> **Task goal**: Please write out the data exactly, line by line.
Segment Start: Data
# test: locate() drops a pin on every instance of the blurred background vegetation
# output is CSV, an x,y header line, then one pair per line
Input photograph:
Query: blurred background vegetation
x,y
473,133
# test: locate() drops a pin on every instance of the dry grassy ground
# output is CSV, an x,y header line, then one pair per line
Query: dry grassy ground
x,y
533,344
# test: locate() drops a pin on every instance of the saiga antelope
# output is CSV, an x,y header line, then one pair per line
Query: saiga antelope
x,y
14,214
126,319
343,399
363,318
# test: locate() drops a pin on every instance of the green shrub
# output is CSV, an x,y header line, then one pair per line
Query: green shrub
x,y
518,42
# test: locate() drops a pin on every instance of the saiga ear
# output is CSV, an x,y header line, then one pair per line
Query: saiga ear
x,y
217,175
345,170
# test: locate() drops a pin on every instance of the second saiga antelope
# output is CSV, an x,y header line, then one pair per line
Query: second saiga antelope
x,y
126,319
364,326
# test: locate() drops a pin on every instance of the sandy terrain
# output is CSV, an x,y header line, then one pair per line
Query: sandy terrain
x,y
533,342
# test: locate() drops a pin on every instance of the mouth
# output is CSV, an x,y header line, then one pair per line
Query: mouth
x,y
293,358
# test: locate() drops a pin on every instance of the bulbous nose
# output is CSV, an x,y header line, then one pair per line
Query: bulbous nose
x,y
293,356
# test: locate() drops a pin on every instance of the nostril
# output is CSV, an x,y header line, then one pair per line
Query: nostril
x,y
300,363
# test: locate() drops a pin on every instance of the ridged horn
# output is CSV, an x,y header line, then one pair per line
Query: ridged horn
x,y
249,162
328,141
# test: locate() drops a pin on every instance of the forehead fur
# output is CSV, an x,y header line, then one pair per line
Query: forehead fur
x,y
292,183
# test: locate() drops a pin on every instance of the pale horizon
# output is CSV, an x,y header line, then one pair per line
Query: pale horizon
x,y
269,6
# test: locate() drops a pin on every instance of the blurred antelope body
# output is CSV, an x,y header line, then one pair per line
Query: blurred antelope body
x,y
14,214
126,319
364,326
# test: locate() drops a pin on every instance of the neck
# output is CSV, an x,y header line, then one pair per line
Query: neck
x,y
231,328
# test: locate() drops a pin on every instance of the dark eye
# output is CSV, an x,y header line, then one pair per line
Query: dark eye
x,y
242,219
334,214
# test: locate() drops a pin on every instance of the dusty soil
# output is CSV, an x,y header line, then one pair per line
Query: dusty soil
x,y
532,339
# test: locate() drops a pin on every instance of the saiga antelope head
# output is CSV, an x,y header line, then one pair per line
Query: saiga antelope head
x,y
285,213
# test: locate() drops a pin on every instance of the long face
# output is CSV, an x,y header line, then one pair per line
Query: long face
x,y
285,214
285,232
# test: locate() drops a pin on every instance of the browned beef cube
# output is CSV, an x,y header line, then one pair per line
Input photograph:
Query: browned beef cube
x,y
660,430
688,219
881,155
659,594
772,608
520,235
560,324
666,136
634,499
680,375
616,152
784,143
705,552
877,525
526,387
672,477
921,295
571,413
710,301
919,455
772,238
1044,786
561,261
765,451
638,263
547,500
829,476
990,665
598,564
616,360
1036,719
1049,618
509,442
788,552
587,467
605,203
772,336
Segment End: Data
> **Result for this task**:
# test: locate() drops a pin on every instance of the blurred background vegetation
# output is CSV, an x,y header line, then one pair per line
Input photograph:
Query: blurred background vegetation
x,y
473,133
# test: locate() drops a pin on every instance of the dry grassy ground
# output is CSV, an x,y header line, then one pair per line
Query: dry grassy ground
x,y
533,344
# test: locate() drops a pin on every instance of the saiga antelope
# output is CSV, an x,y header line, then one pair per line
Query: saiga antelope
x,y
14,214
126,319
343,399
363,318
# test: locate() drops a pin on every instance of the green shrub
# output is CSV, an x,y header line, then one pair per line
Query: green shrub
x,y
518,42
# test: locate() drops a pin on every instance of the saiga ear
# output is CSV, an x,y header line, then one pair per line
Query: saiga ear
x,y
217,175
345,170
# test: locate() drops a pin on every instance of the second saiga antelope
# output is CSV, an x,y header line, then one pair per line
Query: second saiga antelope
x,y
126,319
364,326
# test: locate() drops a pin on every instance of the sandy terrain
# output is CSV, an x,y header line, then one pair per line
Query: sandy terrain
x,y
533,342
# test: locate() drops a pin on every instance of the mouth
# output is CSV, an x,y header line, then one pair per line
Query: mouth
x,y
293,358
# test: locate() drops a pin on every instance of the bulbous nose
# output is CSV, an x,y header line, then one pair per line
Query: bulbous nose
x,y
293,356
# test: locate() drops a pin on every instance of the nostril
# output is CSV, an x,y header line, then one pair per line
Query: nostril
x,y
300,363
# test: locate() drops a pin on every instance of the ridged horn
# output is CSV, an x,y header line, then one pair per line
Query: ridged horn
x,y
249,162
328,141
# test: locate() drops a pin on every instance of the forehead fur
# output is CSV, an x,y header line, then one pair per line
Query: forehead fur
x,y
292,183
# test: locate() drops a pin on every instance of the pale horizon
# output is CSV, an x,y header line, then one pair per line
Query: pale horizon
x,y
269,6
# test: locate() drops a pin on every instance of the blurred antelope body
# output is CSV, an x,y header line, then one pair per line
Query: blurred antelope body
x,y
14,214
126,319
364,326
# test: locate() drops a pin on every instance of the neck
# output is CSV, an x,y header line, then one pair per line
Query: neck
x,y
231,328
# test: locate() drops a pin on every instance of the dark eye
# output is CSV, an x,y header line, then one pair per line
Query: dark eye
x,y
242,219
334,214
# test: locate() drops a pin on every instance of the dusty soil
# output is CSV, an x,y header line, then one pair per line
Query: dusty soil
x,y
532,339
# test: locate() drops a pin on every instance of the saiga antelope head
# output is CSV, an x,y header line, then one pair per line
Query: saiga antelope head
x,y
285,213
# test: locate() drops a pin on every instance of the long face
# output is CSV, an x,y header line, then one pair per line
Query: long face
x,y
285,214
285,232
# test: locate() drops a pin on every instance of the browned beef cube
# output is CSV, an x,y header line, then one pair per line
Input photograph:
Query: browned beef cube
x,y
660,430
688,219
881,155
659,594
772,608
520,235
560,324
666,136
634,499
680,375
616,152
784,143
705,552
877,525
526,387
672,477
921,295
571,413
710,301
919,455
772,238
1044,786
561,261
765,451
638,263
547,500
829,476
990,665
598,564
616,360
1036,719
1049,618
509,442
788,552
587,467
605,203
772,336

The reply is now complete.